* **Source**:
((
Tuesday, February 7, 2017

This is a new internal discussion started by OIC senior member John Hankey which I am making public because there is no reason why I shouldn't. It concerns the important issue of what JFK would have done about Vietnam had he lived. It's often said that JFK was planning to pull out, and I understand the basis for it, but here John provides reasons why that is far from certain. His point about the assassination of South Vietnamese President Diem is well taken: if JFK was involved in that, if he gave the order for it, then all bets are over concerning his intention to pull out of Vietnam. RC

Dear Vince , Marty Ralph, Larry etc. 

I thought I'd share something that I came across recently of some note.
Prouty describes how, in crafting NSAM 263, he worked closely and carefully with JFK and Krulak to come up with just the right phraseology to get the CIA out of Vietnam.  
I was looking into this issue of Johnson's character; and to what extent, in affirming NSAM 273, he was aware of the extent to which he was reversing nsam 263.  273 says, after all,  right in the first paragraph, that it is simply a re-affirmation of Kennedy's policies -- so that no one should suspect, or harbor hope even, that there might  be a change under the new president.  Johnson told interviewers (Chronkite maybe?)  he believed that he was carrying on Kennedy's plan, which did not include withdrawal, and cited Kennedy's having told Chronkite, and others, that withdrawal was a bad idea, 2 weeks before his murder.  

When you resort to 263 itself, to settle the issue, it refers you to the McNamara/Taylor report, crafted by Kennedy, Krulak, and Prouty, and handed to McNamara & Taylor when they stopped over in Hawaii on their way back from Vietnam.  And while the McNamara/Taylor report talks about removing 1,000 troops, and about removing "the bulk of the military" by December '65, it does not say what Prouty describes: a complete withdrawal that includes CIA operatives.  Ask Obama about "withdrawing the bulk of the military" and whether it means being "out".
))
* **Supplied records**:
((
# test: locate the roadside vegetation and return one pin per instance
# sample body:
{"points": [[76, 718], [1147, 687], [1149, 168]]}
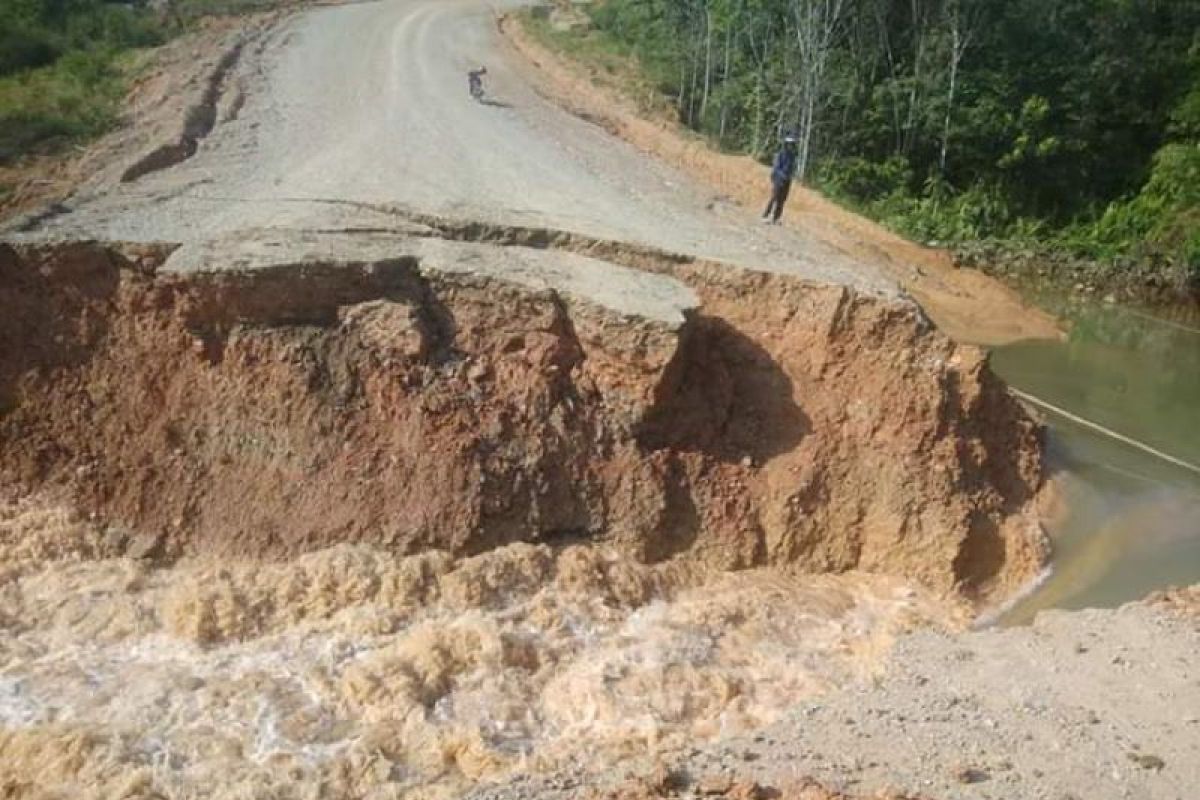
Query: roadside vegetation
{"points": [[1065, 132], [65, 65]]}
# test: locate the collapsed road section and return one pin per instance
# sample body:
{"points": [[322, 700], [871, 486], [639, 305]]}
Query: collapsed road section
{"points": [[277, 392]]}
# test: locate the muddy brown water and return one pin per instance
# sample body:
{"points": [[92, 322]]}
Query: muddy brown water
{"points": [[1129, 519]]}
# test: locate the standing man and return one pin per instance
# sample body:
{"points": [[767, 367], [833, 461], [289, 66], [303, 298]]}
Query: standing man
{"points": [[781, 175]]}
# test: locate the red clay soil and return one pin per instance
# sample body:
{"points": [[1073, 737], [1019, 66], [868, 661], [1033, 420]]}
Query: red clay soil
{"points": [[279, 411]]}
))
* **Exercise requirements**:
**a.** In the post on JFK and Vietnam, list every person named in the paragraph that begins "When you resort to 263 itself."
**b.** Quote the records verbatim, from the line containing "# test: locate the muddy" through the end of the records, with both ends included.

* **Completed exercise**:
**a.** Kennedy, Krulak, Prouty, McNamara, Taylor, Obama

**b.**
# test: locate the muddy brown water and return one pin per instance
# sample body:
{"points": [[92, 322]]}
Query: muddy brown water
{"points": [[1129, 519]]}
# test: locate the standing man and return one pin per instance
# sample body:
{"points": [[767, 367], [833, 461], [289, 66], [303, 298]]}
Query: standing man
{"points": [[781, 175]]}
# test: locate the red clay soil and return one pin per instance
# sample body:
{"points": [[1073, 737], [1019, 66], [868, 661], [1033, 420]]}
Query: red clay soil
{"points": [[279, 411]]}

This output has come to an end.